--- Begin INFORMATION SUPPLIED ---
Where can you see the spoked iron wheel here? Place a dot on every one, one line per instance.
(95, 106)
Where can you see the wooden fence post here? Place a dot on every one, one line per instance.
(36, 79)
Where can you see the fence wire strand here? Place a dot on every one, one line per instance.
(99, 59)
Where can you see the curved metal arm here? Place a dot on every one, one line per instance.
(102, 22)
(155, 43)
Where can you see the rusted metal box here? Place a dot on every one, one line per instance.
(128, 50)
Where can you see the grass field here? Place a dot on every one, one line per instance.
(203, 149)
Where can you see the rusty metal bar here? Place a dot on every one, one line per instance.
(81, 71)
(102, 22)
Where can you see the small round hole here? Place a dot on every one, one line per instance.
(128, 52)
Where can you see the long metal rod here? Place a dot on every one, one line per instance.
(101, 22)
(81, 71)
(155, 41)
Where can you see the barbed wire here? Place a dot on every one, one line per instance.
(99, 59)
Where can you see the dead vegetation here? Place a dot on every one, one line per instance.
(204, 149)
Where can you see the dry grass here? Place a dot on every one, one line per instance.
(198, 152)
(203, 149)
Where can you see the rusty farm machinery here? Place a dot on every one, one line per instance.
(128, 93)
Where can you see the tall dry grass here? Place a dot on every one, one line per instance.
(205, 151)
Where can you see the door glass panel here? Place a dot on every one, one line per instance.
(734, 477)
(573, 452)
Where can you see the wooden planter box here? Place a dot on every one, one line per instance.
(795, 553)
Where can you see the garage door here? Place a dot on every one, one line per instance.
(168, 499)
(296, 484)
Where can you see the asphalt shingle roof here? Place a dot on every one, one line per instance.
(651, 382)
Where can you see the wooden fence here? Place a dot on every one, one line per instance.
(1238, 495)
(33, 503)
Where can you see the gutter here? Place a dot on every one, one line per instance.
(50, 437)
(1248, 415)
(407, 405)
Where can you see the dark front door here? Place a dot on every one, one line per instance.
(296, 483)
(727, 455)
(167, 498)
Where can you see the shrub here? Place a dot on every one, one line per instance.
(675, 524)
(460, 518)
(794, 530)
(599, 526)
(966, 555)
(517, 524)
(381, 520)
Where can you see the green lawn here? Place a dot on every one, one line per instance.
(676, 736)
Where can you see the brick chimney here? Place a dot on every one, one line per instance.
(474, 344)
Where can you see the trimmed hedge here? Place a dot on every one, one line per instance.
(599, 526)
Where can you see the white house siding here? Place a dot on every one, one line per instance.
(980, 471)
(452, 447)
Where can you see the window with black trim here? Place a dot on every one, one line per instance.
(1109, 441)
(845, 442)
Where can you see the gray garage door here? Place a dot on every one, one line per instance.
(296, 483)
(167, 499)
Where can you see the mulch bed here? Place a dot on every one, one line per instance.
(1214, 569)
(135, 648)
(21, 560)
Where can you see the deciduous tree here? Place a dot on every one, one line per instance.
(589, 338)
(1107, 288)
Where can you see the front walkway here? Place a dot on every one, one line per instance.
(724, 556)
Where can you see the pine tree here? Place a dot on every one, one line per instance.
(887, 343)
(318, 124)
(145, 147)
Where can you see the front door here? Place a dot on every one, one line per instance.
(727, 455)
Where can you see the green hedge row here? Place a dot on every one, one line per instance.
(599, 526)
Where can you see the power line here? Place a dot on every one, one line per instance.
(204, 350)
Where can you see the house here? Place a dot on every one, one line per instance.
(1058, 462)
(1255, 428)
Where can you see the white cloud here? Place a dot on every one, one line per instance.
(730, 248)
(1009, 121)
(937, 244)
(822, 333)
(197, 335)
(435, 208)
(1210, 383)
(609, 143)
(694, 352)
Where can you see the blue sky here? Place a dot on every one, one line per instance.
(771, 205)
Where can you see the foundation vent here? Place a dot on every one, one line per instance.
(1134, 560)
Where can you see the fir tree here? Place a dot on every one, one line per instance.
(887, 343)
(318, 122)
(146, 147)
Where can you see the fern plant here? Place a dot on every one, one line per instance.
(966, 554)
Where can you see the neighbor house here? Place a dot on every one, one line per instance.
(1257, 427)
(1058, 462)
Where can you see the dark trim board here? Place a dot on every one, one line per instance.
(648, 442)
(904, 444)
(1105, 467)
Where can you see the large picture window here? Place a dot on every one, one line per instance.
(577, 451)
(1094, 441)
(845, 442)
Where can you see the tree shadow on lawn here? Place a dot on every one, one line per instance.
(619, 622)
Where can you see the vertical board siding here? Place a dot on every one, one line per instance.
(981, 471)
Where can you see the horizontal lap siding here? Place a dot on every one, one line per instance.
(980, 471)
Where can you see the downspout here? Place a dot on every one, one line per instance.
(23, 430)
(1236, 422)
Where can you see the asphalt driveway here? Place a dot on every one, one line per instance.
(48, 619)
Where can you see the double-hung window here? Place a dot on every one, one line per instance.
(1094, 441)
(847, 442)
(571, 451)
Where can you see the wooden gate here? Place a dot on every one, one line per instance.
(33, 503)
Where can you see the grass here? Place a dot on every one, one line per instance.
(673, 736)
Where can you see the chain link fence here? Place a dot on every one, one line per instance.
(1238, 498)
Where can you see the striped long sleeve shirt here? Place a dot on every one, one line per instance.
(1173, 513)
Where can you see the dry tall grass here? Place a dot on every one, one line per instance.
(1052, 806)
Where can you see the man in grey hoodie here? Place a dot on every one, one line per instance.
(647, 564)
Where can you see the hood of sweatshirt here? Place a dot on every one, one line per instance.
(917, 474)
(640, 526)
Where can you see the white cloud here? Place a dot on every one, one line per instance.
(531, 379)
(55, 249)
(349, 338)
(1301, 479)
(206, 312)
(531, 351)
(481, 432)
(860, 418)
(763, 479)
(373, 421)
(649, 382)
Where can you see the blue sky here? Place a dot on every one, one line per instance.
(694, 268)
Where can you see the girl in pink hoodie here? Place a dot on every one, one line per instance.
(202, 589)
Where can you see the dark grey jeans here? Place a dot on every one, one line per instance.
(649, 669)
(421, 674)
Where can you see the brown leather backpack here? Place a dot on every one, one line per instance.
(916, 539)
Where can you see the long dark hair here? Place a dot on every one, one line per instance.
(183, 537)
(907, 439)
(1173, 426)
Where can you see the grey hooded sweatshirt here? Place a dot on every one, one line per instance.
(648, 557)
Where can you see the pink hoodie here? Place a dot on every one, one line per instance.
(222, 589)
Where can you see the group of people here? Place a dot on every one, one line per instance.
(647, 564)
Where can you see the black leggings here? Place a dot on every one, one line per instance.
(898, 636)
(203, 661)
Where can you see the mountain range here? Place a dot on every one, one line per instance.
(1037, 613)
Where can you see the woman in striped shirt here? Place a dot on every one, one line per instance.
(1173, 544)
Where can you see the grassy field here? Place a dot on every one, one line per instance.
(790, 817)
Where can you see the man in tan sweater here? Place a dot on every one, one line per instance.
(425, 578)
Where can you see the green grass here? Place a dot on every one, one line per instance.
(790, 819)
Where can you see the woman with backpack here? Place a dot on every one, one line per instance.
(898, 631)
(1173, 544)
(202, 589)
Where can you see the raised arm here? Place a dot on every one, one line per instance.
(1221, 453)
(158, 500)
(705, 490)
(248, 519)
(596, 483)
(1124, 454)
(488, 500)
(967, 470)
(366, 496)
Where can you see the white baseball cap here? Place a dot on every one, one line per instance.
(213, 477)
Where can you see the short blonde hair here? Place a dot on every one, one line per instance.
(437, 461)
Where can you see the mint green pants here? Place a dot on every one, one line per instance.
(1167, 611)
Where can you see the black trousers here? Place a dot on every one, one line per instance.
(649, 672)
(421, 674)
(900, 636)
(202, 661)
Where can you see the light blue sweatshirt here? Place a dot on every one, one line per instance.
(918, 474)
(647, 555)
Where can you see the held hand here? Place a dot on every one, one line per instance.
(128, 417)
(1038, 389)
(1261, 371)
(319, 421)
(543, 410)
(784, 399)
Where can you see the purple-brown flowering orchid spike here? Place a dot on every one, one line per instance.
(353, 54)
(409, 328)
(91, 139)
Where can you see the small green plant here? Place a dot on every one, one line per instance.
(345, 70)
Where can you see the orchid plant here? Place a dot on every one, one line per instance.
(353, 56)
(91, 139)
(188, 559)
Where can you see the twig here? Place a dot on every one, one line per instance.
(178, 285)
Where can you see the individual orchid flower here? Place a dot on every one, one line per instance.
--- End INFORMATION SUPPLIED ---
# [SET PROBLEM]
Give back exactly the lines from the line holding "Where can you see the green grass" through the last line of the listing, including both.

# [ANSWER TO THIS PROBLEM]
Where can you see the green grass here? Place a dot on every one, one line per instance.
(790, 819)
Where can you see the woman with backpack here? Place a dot on every one, one line per instance.
(898, 631)
(1173, 544)
(202, 589)
Where can you see the raised arm here? Place a dot on every one, one line per instance.
(1221, 453)
(158, 500)
(705, 490)
(248, 519)
(596, 483)
(1124, 454)
(488, 500)
(967, 470)
(366, 496)
Where can you see the white baseball cap here? Place a dot on every one, one line per instance.
(213, 477)
Where can you see the short blonde hair here? Place a dot on every one, one line per instance.
(437, 461)
Where can you see the mint green pants here? Place a dot on every one, one line per instance.
(1167, 611)
Where can you see the black trousers here? Place a dot on every one, one line per instance.
(649, 672)
(421, 674)
(900, 636)
(202, 661)
Where can you see the light blue sweatshirt here? Place a dot on every one, one line per instance.
(918, 474)
(647, 555)
Where can you see the held hand here? Place a dot on every one, one line per instance.
(128, 417)
(1038, 389)
(1261, 371)
(319, 421)
(543, 410)
(784, 399)
Where can you see the purple-brown flowering orchid spike here? Place a dot on every one, one line per instance.
(353, 54)
(409, 328)
(91, 139)
Where can you see the small green plant here? Place a dot on every one, one line per instance.
(345, 70)
Where can you see the orchid plant here? Place a dot on every one, one line per instance.
(353, 56)
(91, 139)
(188, 559)
Where can you see the twig here? Place a dot on every one, one line per instance.
(178, 285)
Where can you see the individual orchid flower here? Place a dot on every one, one line per instance.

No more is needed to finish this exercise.